• Tasks to carry out:
1) In the Rochester bridge article, rewrite everything from "The bridge, now" down to "in spring 2006.", putting "early" wherever "spring" appears.
2) Translate this sentence from the Rochester bridge article into Spanish: "The estimated cost of construction was $37m and the project is being funded with state and federal money through NYSDOT."

• Selected excerpt:
The Troup Howell bridge replacement project – the triple steel-arch bridge replacing the ageing Interstate 490 bridge across the Genesee River in downtown Rochester, Monroe County – with its 130.6ft width, is now the widest bridge of this type in the country.

New York State Department of Transportation (NYSDOT) sponsored the project as part of its Western Gateway project. The construction work on the project began on 1 April 2004 and was open for traffic on 18 June 2007; the renaming ceremony took place on 13 July 2007. The bridge now handles 76,680 vehicles per day (2007 mean estimated figure).

“The bridge now handles an estimated 76,680 vehicles per day.”

The estimated cost of construction was $37m and the project is being funded with state and federal money through NYSDOT. The engineers, Erdman Anthony Associates, and H2L2 Architect have developed the new Troup Howell bridge design locally. NYSDOT has awarded the construction contract to Edward Kraemer & Sons.

The bridge, now known as the Frederick Douglass-Susan B Anthony Memorial Bridge, was constructed in three phases. The first stage began in spring 2004 and included the completion of all the foundation works underneath the existing bridge. The second phase of works began in spring 2005 and comprised demolition of the south side of the bridge. Demolition and construction of the north side of the bridge took place in the third phase, which started in spring 2006.


The Interstate 490 corridor is an important gateway from Western New York State to Rochester’s western residential neighbourhoods and central business district. Particularly, the corridor between I-390 and the Genesee River is the major business route to reach Kodak, Xerox, Bausch and Lomb and other local businesses. It is also a major access route for visitors entering the city from the Greater Rochester International Airport.

More than 100,000 people traverse the corridor every day and the increasing traffic on the bridge has led to evaluation of the corridor by NYSDOT. Though the 55-year old bridge was in good condition, there were concerns about the bridge joints railings, other components, the concrete deck and the drainage system.

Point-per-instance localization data
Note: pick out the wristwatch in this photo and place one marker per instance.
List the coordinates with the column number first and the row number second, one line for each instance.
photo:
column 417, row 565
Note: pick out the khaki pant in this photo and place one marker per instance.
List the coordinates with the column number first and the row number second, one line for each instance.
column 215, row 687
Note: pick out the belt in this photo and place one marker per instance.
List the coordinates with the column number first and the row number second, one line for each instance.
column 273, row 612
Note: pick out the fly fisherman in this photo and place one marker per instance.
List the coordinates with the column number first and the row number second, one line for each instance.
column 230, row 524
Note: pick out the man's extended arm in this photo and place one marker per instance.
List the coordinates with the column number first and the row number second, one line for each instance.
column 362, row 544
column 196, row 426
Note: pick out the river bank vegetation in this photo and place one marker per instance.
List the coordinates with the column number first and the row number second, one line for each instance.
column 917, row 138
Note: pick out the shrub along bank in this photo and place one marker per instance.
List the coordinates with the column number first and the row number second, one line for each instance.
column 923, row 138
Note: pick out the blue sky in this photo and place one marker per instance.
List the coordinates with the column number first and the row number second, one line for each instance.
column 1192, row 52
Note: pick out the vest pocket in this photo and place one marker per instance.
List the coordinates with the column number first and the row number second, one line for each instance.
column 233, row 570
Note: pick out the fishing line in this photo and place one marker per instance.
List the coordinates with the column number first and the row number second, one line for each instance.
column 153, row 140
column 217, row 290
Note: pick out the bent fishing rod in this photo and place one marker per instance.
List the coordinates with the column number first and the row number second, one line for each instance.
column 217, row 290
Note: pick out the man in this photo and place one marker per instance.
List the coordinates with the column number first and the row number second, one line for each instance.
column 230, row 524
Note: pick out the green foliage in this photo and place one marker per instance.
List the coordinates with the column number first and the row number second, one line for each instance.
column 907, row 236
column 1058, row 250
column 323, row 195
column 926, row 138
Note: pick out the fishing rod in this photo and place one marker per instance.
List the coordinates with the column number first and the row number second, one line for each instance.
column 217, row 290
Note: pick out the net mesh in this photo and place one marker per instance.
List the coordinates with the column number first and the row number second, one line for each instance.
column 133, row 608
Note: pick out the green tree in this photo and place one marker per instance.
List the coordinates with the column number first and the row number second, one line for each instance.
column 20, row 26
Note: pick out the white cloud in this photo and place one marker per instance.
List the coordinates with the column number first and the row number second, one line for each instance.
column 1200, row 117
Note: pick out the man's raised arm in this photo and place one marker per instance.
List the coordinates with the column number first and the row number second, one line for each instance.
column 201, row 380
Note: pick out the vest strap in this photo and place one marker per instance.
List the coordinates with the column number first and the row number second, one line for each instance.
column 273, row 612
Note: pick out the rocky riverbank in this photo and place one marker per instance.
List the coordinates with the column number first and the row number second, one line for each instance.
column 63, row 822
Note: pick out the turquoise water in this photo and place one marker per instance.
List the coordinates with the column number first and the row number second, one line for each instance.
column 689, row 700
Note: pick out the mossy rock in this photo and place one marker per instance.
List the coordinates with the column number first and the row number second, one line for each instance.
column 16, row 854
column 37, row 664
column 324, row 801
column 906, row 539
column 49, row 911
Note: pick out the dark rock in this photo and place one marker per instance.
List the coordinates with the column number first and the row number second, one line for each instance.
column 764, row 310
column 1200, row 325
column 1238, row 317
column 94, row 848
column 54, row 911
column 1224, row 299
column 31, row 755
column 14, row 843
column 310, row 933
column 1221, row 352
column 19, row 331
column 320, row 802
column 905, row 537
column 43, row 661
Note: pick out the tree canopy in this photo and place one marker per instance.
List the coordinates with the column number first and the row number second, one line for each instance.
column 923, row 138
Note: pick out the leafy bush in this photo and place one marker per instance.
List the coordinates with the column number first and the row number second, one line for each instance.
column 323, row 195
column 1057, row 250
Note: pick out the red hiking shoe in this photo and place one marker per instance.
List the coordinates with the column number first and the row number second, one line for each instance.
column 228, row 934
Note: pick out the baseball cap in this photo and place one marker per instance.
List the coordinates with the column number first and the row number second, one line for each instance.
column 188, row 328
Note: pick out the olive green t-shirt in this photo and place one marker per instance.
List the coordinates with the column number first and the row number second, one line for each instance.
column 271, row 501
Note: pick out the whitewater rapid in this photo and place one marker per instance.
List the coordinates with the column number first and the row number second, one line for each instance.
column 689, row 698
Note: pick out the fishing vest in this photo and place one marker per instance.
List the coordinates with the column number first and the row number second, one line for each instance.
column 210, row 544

• Task-by-task answers:
1)
The bridge, now known as the Frederick Douglass-Susan B Anthony Memorial Bridge, was constructed in three phases. The first stage began in early 2004 and included the completion of all the foundation works underneath the existing bridge. The second phase of works began in early 2005 and comprised demolition of the south side of the bridge. Demolition and construction of the north side of the bridge took place in the third phase, which started in early 2006.

2) El costo estimado de la construcción fue de 37 millones de dólares y el proyecto se está financiando con fondos estatales y federales a través del NYSDOT.